GOAL OF THE EXERCISE
Print each entry verbatim.

MATERIAL TO PROCESS
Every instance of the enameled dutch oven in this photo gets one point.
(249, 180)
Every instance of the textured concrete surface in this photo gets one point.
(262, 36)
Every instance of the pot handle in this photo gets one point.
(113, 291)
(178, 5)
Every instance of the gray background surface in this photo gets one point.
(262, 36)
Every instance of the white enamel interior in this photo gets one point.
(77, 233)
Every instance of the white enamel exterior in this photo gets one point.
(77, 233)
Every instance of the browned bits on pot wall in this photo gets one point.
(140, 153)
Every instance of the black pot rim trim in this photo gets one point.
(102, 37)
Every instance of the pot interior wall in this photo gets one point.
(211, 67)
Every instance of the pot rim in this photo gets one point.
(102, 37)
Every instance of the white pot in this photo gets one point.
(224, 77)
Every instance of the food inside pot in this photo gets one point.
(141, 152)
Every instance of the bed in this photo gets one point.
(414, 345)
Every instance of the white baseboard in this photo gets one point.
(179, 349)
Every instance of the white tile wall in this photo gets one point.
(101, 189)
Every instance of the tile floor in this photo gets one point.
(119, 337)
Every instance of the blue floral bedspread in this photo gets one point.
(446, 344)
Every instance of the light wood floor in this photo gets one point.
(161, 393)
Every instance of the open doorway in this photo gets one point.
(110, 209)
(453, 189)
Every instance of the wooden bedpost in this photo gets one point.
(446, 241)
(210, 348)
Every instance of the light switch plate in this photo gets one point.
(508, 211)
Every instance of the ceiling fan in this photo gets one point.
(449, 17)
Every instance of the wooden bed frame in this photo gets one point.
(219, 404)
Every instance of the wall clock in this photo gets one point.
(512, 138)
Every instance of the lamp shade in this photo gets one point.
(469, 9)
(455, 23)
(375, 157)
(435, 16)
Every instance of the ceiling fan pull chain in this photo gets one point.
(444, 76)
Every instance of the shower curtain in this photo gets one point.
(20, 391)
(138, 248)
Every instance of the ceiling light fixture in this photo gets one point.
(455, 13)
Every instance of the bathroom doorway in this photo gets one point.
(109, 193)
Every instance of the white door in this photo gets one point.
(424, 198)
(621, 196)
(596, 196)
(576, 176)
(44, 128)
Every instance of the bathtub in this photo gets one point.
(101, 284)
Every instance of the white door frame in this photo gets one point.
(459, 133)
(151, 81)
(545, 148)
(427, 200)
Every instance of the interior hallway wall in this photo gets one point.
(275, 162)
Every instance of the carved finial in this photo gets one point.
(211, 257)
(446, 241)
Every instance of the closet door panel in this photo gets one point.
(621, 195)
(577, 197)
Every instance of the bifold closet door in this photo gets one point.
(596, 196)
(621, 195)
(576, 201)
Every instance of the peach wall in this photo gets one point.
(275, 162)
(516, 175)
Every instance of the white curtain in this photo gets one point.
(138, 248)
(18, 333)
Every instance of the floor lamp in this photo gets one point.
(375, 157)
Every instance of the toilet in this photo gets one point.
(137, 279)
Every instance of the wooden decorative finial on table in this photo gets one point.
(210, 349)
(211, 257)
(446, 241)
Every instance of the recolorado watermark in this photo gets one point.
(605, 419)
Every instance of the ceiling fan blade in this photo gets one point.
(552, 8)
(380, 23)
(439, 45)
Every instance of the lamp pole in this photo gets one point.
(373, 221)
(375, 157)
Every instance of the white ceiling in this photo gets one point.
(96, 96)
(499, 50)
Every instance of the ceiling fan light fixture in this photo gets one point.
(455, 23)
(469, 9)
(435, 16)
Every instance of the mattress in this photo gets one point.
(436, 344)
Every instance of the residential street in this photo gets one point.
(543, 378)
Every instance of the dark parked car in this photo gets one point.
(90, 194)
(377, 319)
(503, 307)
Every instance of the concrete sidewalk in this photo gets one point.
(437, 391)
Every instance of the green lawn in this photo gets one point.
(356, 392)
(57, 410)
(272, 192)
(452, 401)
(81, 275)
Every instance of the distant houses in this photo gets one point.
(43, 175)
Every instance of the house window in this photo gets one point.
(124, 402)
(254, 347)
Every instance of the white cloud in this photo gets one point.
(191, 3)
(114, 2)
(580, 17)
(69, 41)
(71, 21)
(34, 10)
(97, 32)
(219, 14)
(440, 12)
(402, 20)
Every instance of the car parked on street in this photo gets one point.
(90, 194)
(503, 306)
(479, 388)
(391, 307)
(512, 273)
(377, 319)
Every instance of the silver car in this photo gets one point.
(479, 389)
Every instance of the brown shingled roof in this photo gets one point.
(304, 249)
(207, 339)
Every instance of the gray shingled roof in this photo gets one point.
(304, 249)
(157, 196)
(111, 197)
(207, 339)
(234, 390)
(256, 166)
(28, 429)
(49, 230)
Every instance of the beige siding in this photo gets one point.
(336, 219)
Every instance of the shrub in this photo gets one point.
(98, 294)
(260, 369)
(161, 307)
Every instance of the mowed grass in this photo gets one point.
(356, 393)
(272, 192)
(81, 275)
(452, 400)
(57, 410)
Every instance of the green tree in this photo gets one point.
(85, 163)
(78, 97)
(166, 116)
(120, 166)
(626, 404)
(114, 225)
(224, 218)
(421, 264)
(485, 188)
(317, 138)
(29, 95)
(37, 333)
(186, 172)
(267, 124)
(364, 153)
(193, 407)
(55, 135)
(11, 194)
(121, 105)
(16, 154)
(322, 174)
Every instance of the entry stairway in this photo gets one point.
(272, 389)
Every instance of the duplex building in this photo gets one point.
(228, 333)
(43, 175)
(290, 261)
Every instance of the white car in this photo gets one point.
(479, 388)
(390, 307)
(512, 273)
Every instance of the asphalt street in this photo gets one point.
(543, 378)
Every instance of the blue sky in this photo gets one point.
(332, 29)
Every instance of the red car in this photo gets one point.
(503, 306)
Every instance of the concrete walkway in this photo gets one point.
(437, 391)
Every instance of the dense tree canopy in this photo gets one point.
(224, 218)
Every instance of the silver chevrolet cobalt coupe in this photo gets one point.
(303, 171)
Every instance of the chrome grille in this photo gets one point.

TASK SOLUTION
Every instance of the enameled dutch oven in this photo gets one point.
(249, 180)
Every instance of the textured concrete surface in this photo gets one point.
(262, 36)
Every instance of the pot handle in this photo gets one point.
(113, 291)
(178, 5)
Every instance of the gray background surface in this photo gets one point.
(262, 36)
Every instance of the white enamel interior in this photo gets one point.
(77, 233)
Every instance of the white enamel exterior in this photo gets one point.
(77, 233)
Every instance of the browned bits on pot wall in this photo gets one point.
(140, 153)
Every instance of the black pot rim trim in this photo gets one point.
(102, 37)
Every instance of the pot interior wall in this photo gets one point.
(211, 67)
Every instance of the pot rim in this photo gets one point.
(102, 37)
Every instance of the white pot in this photo gets one point.
(224, 77)
Every instance of the food inside pot in this photo gets one point.
(141, 152)
Every instance of the bed in this photo gets one point.
(414, 345)
Every instance of the white baseboard in this photo gets one point.
(179, 349)
Every instance of the white tile wall in this photo gets one point.
(101, 189)
Every instance of the tile floor in this photo gets one point.
(119, 337)
Every instance of the blue floral bedspread in this photo gets one point.
(446, 344)
Every instance of the light wood floor in this photo gets one point.
(161, 393)
Every instance of the open doorway in this photo gets one point.
(110, 209)
(453, 189)
Every instance of the wooden bedpost in this photo gets one point.
(446, 241)
(210, 348)
Every instance of the light switch plate in this photo gets one point.
(508, 211)
Every instance of the ceiling fan in this photo gets one point.
(449, 17)
Every instance of the wooden bed frame in this photo gets one point.
(219, 404)
Every instance of the wall clock in this photo gets one point.
(512, 138)
Every instance of the lamp shade in this photo gets one point.
(469, 9)
(455, 23)
(375, 157)
(435, 16)
Every instance of the ceiling fan pull chain in this photo gets one point.
(444, 76)
Every instance of the shower curtain in this photo gets one point.
(20, 391)
(138, 248)
Every instance of the ceiling light fixture in this photo gets one point.
(455, 13)
Every instance of the bathroom doorway in this photo gets one point.
(109, 193)
Every instance of the white door in this photo gets one point.
(424, 198)
(621, 196)
(596, 196)
(576, 176)
(44, 128)
Every instance of the bathtub in this photo gets one point.
(101, 284)
Every instance of the white door frame in this photo gets one point.
(459, 133)
(151, 81)
(545, 148)
(427, 200)
Every instance of the interior hallway wall in this photo gets one point.
(275, 162)
Every instance of the carved finial in this photo gets one point.
(211, 257)
(446, 241)
Every instance of the closet door panel in this photo gets one point.
(621, 195)
(577, 197)
Every instance of the bifold closet door in this photo gets one point.
(596, 196)
(621, 195)
(576, 201)
Every instance of the peach wall in this photo gets one point.
(275, 162)
(516, 175)
Every instance of the white curtain in this photo gets one point.
(138, 248)
(18, 333)
Every instance of the floor lamp in this photo gets one point.
(375, 157)
Every instance of the toilet in this photo gets one point.
(137, 279)
Every instance of the wooden decorative finial on table in this photo gets one point.
(210, 349)
(211, 257)
(446, 241)
Every instance of the recolorado watermark in this photo gets one point.
(605, 419)
Every instance of the ceiling fan blade in this photo gets one point.
(552, 8)
(380, 23)
(439, 45)
Every instance of the lamp pole in this photo gets one point.
(373, 221)
(375, 157)
Every instance of the white ceiling in this photo gets one point.
(96, 96)
(499, 50)
Every instance of the ceiling fan light fixture in this photo gets one point.
(455, 23)
(469, 9)
(435, 16)
Every instance of the mattress in this photo gets one point.
(436, 344)
Every instance of the residential street in this photo gets one point.
(543, 378)
Every instance of the dark parked car in this photo gets one point.
(90, 194)
(377, 319)
(503, 307)
Every instance of the concrete sidewalk in this photo gets one point.
(437, 391)
Every instance of the green lawn in this photo gets one point.
(356, 392)
(57, 410)
(272, 192)
(452, 401)
(81, 275)
Every instance of the distant houses in this photo gets one point.
(43, 175)
Every instance of the house window in this photo gets one point.
(124, 402)
(254, 347)
Every instance of the white cloud in this photo gets one point.
(191, 3)
(114, 2)
(580, 17)
(69, 41)
(71, 21)
(34, 10)
(97, 32)
(219, 14)
(440, 12)
(402, 20)
Every instance of the car parked on street in this photo gets one point.
(90, 194)
(503, 306)
(479, 388)
(391, 307)
(512, 273)
(377, 319)
Every instance of the silver car in this photo gets one point.
(479, 389)
Every instance of the brown shingled roof in this photo gets one point.
(304, 249)
(207, 339)
Every instance of the gray shingled roof in this photo gets one point.
(304, 249)
(157, 196)
(111, 197)
(207, 339)
(234, 390)
(256, 166)
(28, 429)
(49, 230)
Every instance of the beige siding in this photo gets one point.
(336, 219)
Every instance of the shrub in this photo gets one point.
(98, 294)
(260, 369)
(161, 307)
Every instance of the mowed grass in this photo gets one point.
(356, 393)
(272, 192)
(81, 275)
(452, 400)
(57, 410)
Every instance of the green tree in this photo gets one point.
(85, 163)
(78, 97)
(166, 116)
(120, 166)
(626, 404)
(114, 225)
(224, 218)
(421, 264)
(485, 188)
(317, 138)
(29, 95)
(37, 333)
(186, 172)
(267, 124)
(364, 153)
(193, 407)
(55, 135)
(11, 194)
(121, 105)
(16, 154)
(322, 174)
Every instance of the entry stairway in this photo gets one point.
(272, 389)
Every instance of the duplex building in this photo gets one point.
(228, 333)
(43, 175)
(290, 261)
Every instance of the white car in this photo gets one point.
(479, 388)
(390, 307)
(512, 273)
Every instance of the asphalt street in this photo gets one point.
(543, 378)
Every instance of the blue sky in this photo gets one point.
(332, 29)
Every instance of the red car in this photo gets one point.
(503, 306)
Every instance of the concrete walkway in this photo gets one point.
(437, 391)
Every instance of the dense tree canopy in this photo gets one point.
(224, 218)
Every instance of the silver chevrolet cobalt coupe in this photo gets one point.
(303, 171)
Every instance of the chrome grille in this photo gets one point.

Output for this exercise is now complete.